### RECORDS PROVIDED:
*****
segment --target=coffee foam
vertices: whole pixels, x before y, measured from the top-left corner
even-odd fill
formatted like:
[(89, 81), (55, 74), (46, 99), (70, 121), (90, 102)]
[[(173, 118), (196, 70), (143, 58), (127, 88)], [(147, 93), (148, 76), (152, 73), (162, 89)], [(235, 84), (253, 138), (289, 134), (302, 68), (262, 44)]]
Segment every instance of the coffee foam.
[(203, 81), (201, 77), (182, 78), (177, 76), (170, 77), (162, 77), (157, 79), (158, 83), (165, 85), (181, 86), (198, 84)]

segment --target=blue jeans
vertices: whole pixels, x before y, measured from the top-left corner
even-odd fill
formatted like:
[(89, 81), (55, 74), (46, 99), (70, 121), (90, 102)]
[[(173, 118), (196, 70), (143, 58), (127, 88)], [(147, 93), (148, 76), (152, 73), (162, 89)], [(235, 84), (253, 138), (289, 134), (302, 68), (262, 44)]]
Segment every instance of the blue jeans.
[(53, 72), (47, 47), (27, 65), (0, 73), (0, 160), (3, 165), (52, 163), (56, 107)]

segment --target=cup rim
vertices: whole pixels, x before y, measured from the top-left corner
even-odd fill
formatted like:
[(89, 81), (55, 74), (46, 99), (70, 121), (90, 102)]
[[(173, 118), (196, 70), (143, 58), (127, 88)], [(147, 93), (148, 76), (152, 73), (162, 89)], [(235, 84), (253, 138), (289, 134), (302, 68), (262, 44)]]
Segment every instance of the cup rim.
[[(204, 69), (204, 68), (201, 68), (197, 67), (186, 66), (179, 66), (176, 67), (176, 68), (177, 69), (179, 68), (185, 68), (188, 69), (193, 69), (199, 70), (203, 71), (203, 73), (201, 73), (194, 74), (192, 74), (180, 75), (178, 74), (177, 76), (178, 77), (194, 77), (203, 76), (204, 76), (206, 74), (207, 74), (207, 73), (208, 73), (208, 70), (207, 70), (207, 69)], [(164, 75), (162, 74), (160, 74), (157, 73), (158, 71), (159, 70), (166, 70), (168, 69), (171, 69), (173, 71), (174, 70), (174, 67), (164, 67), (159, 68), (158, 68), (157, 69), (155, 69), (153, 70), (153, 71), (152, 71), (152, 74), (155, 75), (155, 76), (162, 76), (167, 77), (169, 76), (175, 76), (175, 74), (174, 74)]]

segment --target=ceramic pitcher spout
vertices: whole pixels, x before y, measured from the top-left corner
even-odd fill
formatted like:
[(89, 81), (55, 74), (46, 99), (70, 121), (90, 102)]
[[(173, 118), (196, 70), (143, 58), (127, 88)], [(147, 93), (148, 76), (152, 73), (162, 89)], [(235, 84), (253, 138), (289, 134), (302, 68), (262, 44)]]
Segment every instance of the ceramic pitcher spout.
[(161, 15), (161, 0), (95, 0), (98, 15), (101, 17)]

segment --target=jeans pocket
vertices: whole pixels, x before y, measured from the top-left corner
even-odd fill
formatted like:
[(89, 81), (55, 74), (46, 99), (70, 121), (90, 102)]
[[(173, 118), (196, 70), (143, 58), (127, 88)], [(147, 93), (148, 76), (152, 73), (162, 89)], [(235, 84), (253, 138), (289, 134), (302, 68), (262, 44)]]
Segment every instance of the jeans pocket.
*****
### JOB:
Reproduce every one of the records above verbatim, line for line, with no changes.

### ANSWER TO THE PROBLEM:
segment --target=coffee foam
vertices: whole pixels, x before y, measured from the top-left corner
even-odd fill
formatted like:
[(89, 81), (55, 74), (46, 99), (70, 121), (90, 102)]
[[(173, 118), (196, 70), (143, 58), (127, 88)], [(147, 93), (148, 76), (152, 73), (162, 89)], [(235, 84), (253, 138), (289, 134), (302, 68), (262, 44)]]
Segment every instance of the coffee foam.
[(203, 81), (201, 77), (182, 78), (177, 76), (170, 77), (162, 77), (157, 79), (158, 83), (165, 85), (181, 86), (198, 84)]

segment --target=blue jeans
vertices: whole pixels, x before y, measured from the top-left corner
even-odd fill
formatted like:
[(89, 81), (55, 74), (46, 99), (70, 121), (90, 102)]
[[(173, 118), (196, 70), (143, 58), (127, 88)], [(147, 93), (148, 76), (152, 73), (162, 89)], [(235, 84), (253, 138), (289, 134), (302, 68), (262, 44)]]
Segment every instance of the blue jeans.
[(53, 72), (47, 47), (27, 65), (0, 73), (0, 160), (3, 165), (52, 163), (56, 107)]

segment --target=cup rim
vertices: whole pixels, x before y, measured from the top-left corner
even-odd fill
formatted like:
[(89, 81), (55, 74), (46, 99), (70, 121), (90, 102)]
[[(173, 118), (196, 70), (143, 58), (127, 88)], [(147, 93), (148, 76), (152, 73), (162, 89)], [(235, 84), (253, 138), (289, 134), (302, 68), (262, 44)]]
Segment every instance of the cup rim.
[[(204, 69), (204, 68), (201, 68), (197, 67), (186, 66), (179, 66), (176, 67), (176, 68), (177, 69), (179, 68), (185, 68), (188, 69), (193, 69), (199, 70), (203, 71), (203, 73), (201, 73), (194, 74), (192, 74), (180, 75), (178, 74), (177, 76), (178, 77), (194, 77), (203, 76), (204, 76), (206, 74), (207, 74), (207, 73), (208, 73), (208, 70), (207, 70), (207, 69)], [(164, 75), (162, 74), (160, 74), (157, 73), (158, 71), (159, 70), (166, 70), (168, 69), (171, 69), (173, 71), (174, 70), (174, 67), (164, 67), (159, 68), (158, 68), (157, 69), (155, 69), (153, 70), (153, 71), (152, 71), (152, 74), (155, 75), (155, 76), (162, 76), (167, 77), (169, 76), (175, 76), (175, 74), (174, 74)]]

segment --target=ceramic pitcher spout
vertices: whole pixels, x before y, measured from the top-left corner
even-odd fill
formatted like:
[(89, 81), (55, 74), (46, 99), (70, 121), (90, 102)]
[[(173, 118), (196, 70), (143, 58), (127, 88)], [(147, 93), (148, 76), (152, 73), (162, 89)], [(235, 84), (253, 138), (289, 134), (302, 68), (262, 44)]]
Segment every instance of the ceramic pitcher spout.
[(161, 15), (161, 0), (95, 0), (98, 15), (101, 17)]

segment --target=jeans pocket
vertices: whole pixels, x before y, measured from the top-left corner
even-odd fill
formatted like:
[(89, 81), (55, 74), (46, 99), (70, 121), (90, 102)]
[[(173, 118), (196, 70), (143, 58), (127, 88)], [(147, 93), (148, 76), (152, 73), (162, 89)], [(235, 84), (253, 138), (289, 134), (302, 68), (262, 44)]]
Segment every instance of the jeans pocket.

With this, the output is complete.